Direction a:
Tally the lines in the records below that contain the string "snow", with case counting. Give only the number.

Selected passage:
-- -- --
Jeff Poirier is an American media professional studying journalism at New York University. His background includes local newspaper, broadcast and digital production. Most recently, he was a digital platform manager at ESPN, where he also wrote and edited breaking news alerts.
My name is Jeff Poirier … and I come from nowhere in particular. I’m American, which is a self-contained identity for some, but not for me. If you ask where I’m from, I might say, “it’s complicated.”
Where was I born? Rhode Island
Where did I grow up? Arizona
Where did I become me? California
Where am I now? New York
My life has been nomadic. I’ve lived in six different U.S. states with seventeen different home addresses. That transience meant I was constantly uprooting and re-rooting in new places with new people. It also means “where I’m from” was never a significant part of my identity.
Instead, I’ve looked elsewhere for a sense of place.
After finishing college at UCLA, I was convinced I needed an interesting job at an impressive company. Who exactly was I trying to impress? No idea. But the urge uprooted me again, pulling me across the country to work at ESPN. I left behind the closest friendships of my life, and my future wife, in search of something.
After seven years in sports media, I’m still searching.
Now, as I embark on my journey in journalism at NYU, I’m trying to define not where I’m from, but where I’m coming from. Why now, at the age of 31, am I pressing reset on my career? Why now, with a wife and baby at home, am I entering an industry in the throes of financial crisis?
To be honest, I can’t answer those questions quite yet. All I can do is look back and analyze the fragments of fading memories that have formed into a kind of belief system.
Ironically, it started with Fox News.
My early political opinions were forged in the aftermath of 9/11, watching The O’Reilly Factor every night with my dad. I never enjoyed Bill O’Reilly’s shtick or his politics, but devoid of other voices, I unknowingly internalized some of his talking points over the years.
In retrospect, I don’t know why O’Reilly was on in my house because my whole family leans heavily left. (At least they do now.) Perhaps we were swept up in Shock and Awe nationalism. Nonetheless, Fox News was the political soundtrack playing through my formative years.
As I inched closer to adulthood, I started to see news and politics through my own eyes.
I came of age in 2008, during Barack Obama’s rise to political stardom. I attended an Obama rally in Phoenix that year, which was packed with young, energized progressives chanting ‘Si, Se Puede’! It was an intoxicating experience. It was also the first and last campaign event I’ve ever attended.
I don’t care for politics. I vote in national elections and do my best to read the local voter’s guide before heading to the polls, but I find “politics as sport” exhausting. I’m a registered Democrat but not a party-line voter. In the last two presidential elections, I found myself voting against one candidate, rather than for the other.
Frankly, I’m disillusioned with American democracy, not in principle, but in practice. I believe in the American experiment and the ideals set forth in the Constitution. I believe the individual liberties laid out in the Bill of Rights are critical for this country to survive, which is not a foregone conclusion.
-- -- --
Data shown:

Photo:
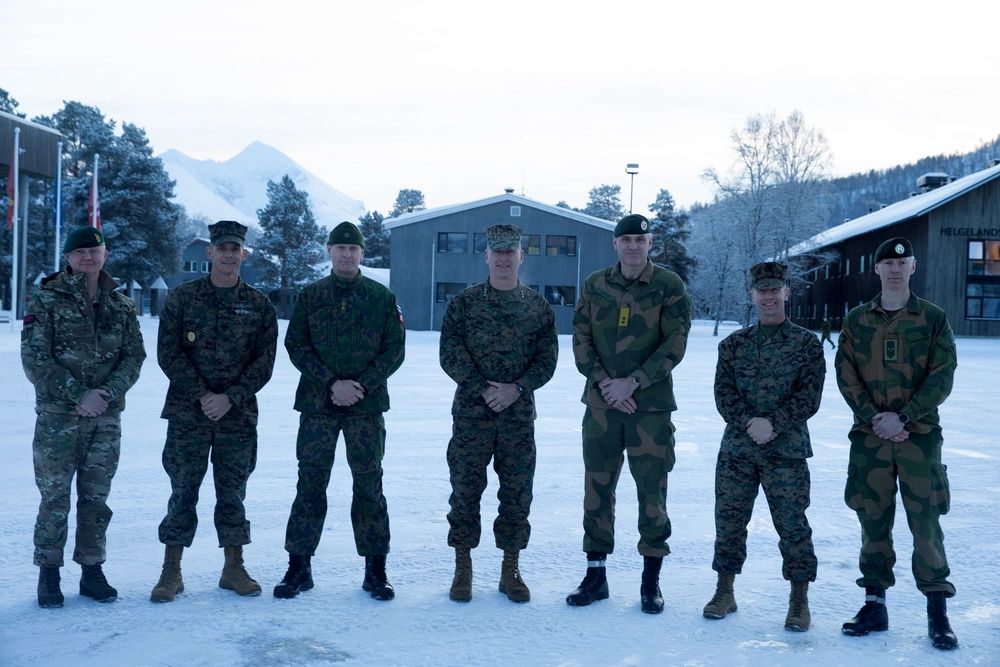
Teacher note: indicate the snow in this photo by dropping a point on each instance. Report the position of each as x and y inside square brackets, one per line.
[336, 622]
-- -- --
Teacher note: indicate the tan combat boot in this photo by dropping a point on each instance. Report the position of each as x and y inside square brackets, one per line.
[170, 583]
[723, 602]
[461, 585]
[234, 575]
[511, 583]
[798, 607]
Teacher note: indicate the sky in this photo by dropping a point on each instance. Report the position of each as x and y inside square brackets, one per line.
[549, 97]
-- -- --
Direction b:
Decide whether each statement agrees with the essay about Jeff Poirier, answering yes or no and quoting the deciding words from it: (i) He was born in Rhode Island. (ii) He has lived in seven U.S. states. (iii) He has attended several campaign events.

Answer a:
1

Answer b:
(i) Yes: "Where was I born? Rhode Island"
(ii) No: "I’ve lived in six different U.S. states with seventeen different home addresses."
(iii) No: "It was also the first and last campaign event I’ve ever attended."